[SUPPLIED RECORDS]:
[Start of section]
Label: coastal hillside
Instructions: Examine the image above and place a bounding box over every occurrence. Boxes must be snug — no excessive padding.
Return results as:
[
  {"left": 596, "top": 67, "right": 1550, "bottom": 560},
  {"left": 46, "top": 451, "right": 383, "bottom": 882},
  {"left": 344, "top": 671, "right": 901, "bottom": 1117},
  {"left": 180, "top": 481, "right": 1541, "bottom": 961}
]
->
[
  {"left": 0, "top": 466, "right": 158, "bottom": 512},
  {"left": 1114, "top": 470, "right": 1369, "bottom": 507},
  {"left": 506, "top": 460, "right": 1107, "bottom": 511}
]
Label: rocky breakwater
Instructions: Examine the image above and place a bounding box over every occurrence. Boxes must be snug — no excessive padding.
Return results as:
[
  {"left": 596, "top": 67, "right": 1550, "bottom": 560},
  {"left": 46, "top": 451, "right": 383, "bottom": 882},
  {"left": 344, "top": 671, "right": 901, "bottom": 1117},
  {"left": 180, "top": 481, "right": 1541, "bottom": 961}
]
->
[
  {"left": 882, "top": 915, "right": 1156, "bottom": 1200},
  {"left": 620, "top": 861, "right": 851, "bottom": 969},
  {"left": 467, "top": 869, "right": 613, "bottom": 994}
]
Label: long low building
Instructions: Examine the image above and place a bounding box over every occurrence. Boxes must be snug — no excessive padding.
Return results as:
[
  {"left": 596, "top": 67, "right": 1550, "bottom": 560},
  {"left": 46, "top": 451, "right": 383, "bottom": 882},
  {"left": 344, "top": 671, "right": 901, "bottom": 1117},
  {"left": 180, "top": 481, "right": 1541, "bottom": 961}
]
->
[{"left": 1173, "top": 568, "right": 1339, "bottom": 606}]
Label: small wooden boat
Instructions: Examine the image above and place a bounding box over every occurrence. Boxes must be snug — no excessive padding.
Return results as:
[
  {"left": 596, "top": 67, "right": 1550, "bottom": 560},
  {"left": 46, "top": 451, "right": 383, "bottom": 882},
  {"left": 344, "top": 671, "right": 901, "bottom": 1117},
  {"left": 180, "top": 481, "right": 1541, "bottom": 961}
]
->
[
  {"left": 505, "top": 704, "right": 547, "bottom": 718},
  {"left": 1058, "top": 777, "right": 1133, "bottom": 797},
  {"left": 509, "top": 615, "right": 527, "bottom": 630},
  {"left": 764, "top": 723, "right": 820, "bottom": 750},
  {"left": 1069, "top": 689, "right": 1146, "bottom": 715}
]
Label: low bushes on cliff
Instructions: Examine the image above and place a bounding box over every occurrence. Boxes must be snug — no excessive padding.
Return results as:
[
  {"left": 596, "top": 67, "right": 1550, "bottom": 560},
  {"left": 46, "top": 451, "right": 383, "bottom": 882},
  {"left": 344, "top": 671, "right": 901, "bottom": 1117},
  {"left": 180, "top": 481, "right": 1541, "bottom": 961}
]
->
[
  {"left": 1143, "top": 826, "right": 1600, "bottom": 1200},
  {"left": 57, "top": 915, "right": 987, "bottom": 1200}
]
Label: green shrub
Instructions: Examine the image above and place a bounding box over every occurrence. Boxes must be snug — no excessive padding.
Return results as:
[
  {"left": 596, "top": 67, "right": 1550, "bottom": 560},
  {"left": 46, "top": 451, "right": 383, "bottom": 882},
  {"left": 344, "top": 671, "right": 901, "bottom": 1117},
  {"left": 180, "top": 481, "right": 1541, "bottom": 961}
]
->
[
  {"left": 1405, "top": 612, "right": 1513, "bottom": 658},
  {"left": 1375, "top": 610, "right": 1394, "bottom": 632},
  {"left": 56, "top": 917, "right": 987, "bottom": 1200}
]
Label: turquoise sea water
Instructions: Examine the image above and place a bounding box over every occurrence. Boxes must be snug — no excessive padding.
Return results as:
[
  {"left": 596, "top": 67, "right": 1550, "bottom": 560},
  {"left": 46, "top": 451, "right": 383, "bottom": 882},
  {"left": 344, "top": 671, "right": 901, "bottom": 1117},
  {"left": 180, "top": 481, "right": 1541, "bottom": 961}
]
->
[End of section]
[THE TASK]:
Among the entries above, the lines between the ones containing "Label: low bushes on cliff" and "Label: green shrub", inclusive, are to be transcribed exactly. No other line is to be given.

[ANSWER BOX]:
Label: low bushes on cliff
Instructions: Examine the image above and place a bounding box over every occurrence. Boxes must be snug — no excessive padding.
Return results as:
[
  {"left": 596, "top": 67, "right": 1550, "bottom": 560},
  {"left": 46, "top": 451, "right": 383, "bottom": 882},
  {"left": 344, "top": 671, "right": 901, "bottom": 1117},
  {"left": 180, "top": 481, "right": 1541, "bottom": 961}
]
->
[
  {"left": 1143, "top": 826, "right": 1600, "bottom": 1200},
  {"left": 57, "top": 915, "right": 987, "bottom": 1200}
]
Label: green shrub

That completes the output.